| EXERCISE OBJECTIVE |
In the records, find each line where "below" occurs, and copy it.

| THE INPUT |
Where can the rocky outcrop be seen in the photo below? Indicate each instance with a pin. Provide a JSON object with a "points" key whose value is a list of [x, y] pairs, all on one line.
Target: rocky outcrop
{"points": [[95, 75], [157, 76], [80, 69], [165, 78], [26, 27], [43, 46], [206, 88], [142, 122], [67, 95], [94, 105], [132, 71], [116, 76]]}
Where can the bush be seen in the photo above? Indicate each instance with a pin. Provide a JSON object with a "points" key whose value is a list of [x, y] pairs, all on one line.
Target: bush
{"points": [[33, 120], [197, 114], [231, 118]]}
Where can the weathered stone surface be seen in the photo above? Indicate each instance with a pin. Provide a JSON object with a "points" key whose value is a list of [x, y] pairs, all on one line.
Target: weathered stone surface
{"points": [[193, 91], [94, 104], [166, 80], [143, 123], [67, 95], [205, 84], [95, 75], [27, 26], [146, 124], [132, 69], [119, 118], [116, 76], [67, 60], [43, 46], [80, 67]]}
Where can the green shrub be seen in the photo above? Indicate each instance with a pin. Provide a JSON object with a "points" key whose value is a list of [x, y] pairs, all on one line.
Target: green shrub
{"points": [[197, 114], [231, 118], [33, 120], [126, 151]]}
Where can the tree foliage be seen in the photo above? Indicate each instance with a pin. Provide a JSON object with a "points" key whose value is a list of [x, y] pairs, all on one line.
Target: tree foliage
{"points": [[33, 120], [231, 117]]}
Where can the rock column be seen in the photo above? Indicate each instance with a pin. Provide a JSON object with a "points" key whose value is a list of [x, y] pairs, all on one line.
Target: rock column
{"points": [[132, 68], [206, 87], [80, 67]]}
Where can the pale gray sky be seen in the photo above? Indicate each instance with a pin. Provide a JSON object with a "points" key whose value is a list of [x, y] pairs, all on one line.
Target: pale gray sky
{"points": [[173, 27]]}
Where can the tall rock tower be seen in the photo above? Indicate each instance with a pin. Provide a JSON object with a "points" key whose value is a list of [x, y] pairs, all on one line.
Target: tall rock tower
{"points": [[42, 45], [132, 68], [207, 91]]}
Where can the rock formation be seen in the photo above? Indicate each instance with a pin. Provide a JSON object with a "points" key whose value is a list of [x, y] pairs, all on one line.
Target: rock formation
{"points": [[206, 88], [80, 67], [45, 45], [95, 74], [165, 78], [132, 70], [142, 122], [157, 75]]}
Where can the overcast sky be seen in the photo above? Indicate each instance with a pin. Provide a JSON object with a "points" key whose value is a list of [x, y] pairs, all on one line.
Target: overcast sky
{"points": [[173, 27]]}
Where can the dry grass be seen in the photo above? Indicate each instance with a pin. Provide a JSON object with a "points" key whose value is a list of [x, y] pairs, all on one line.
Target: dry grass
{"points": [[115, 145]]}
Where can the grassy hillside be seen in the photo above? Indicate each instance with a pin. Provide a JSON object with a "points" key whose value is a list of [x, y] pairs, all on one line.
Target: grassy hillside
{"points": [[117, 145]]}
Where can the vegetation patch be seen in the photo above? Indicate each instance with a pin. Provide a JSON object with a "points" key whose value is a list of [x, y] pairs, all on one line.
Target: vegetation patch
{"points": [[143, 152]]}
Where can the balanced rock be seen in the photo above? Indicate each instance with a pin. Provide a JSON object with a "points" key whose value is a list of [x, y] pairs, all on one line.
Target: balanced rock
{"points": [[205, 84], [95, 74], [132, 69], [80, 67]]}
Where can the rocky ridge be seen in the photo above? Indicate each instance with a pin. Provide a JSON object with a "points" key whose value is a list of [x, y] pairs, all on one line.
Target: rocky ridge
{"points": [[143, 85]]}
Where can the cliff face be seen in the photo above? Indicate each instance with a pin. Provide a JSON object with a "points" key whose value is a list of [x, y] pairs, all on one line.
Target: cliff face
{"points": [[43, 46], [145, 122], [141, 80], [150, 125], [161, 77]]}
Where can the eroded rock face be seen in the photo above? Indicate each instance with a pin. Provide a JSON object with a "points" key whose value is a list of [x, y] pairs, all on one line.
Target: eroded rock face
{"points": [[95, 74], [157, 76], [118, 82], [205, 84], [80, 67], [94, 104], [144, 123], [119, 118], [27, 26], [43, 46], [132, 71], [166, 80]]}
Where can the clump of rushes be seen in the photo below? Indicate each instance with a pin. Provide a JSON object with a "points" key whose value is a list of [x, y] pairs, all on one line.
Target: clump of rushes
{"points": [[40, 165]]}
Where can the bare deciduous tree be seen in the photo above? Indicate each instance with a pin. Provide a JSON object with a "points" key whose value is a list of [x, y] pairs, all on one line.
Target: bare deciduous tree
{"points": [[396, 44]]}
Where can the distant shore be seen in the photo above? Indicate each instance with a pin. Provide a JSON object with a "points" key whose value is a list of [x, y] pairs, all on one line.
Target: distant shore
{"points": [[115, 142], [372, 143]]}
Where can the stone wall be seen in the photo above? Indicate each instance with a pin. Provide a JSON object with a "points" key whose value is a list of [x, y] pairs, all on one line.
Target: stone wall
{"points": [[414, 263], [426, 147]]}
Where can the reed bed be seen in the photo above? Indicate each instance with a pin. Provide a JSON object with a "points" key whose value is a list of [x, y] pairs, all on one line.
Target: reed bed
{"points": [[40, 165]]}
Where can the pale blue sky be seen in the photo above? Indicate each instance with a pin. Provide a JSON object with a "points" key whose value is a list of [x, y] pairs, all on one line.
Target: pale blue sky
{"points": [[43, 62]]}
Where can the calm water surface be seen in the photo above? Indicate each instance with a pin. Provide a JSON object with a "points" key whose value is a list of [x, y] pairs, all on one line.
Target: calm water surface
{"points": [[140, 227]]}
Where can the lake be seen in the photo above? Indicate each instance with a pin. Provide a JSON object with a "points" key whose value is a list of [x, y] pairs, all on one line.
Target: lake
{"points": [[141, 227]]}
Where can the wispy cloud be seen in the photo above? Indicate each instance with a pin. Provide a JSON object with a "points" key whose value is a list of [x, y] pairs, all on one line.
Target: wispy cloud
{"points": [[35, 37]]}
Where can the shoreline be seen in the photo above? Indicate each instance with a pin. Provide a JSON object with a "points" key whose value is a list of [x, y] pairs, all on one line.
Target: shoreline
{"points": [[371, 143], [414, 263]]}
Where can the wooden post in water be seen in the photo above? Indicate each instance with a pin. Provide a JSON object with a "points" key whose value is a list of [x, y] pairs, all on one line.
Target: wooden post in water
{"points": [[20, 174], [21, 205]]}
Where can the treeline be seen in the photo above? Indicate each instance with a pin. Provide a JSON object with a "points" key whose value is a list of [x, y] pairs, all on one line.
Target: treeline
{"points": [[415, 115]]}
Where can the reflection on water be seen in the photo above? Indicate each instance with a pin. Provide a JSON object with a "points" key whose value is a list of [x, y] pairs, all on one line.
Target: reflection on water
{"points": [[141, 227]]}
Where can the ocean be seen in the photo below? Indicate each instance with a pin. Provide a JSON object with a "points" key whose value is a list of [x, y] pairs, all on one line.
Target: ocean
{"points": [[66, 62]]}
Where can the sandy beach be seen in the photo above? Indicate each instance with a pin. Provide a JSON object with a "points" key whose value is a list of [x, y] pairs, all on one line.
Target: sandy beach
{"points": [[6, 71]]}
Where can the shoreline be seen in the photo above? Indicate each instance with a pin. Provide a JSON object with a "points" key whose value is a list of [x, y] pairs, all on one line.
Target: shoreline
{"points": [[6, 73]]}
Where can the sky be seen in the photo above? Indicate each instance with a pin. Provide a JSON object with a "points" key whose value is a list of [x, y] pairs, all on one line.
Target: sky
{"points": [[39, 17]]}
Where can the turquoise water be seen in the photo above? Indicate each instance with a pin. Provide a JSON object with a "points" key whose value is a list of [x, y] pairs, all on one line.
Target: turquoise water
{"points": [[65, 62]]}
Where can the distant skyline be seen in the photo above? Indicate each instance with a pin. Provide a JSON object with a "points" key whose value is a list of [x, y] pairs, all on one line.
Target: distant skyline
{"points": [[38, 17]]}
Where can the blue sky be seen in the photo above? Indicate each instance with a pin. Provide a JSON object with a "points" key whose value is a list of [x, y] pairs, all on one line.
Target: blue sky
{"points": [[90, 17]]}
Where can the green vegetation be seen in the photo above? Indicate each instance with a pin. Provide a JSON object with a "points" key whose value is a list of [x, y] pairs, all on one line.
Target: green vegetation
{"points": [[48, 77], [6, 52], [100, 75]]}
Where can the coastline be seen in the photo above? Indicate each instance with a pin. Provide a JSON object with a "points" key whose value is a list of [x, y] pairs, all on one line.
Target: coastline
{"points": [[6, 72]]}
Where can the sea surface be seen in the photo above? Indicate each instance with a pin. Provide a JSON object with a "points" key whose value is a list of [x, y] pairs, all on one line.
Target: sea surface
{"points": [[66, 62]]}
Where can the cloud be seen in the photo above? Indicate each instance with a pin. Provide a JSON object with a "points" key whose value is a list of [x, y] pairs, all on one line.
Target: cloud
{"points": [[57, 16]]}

| OUTPUT FOR THIS EXERCISE |
Where can the rocky outcrop be seen in the photo below? Indicate each instance with a pin. Provide a JSON object with a "points" key whose value is a list of [x, y] pairs, all on one line.
Where can the clump of rushes be seen in the photo below? Indicate each instance with a pin. Provide a JSON object with a "points" key whose value is a list of [x, y] pairs, all on one line.
Where can the ocean be seen in the photo below? Indicate each instance with a pin. Provide a JSON object with a "points" key whose value is a list of [x, y] pairs, all on one line.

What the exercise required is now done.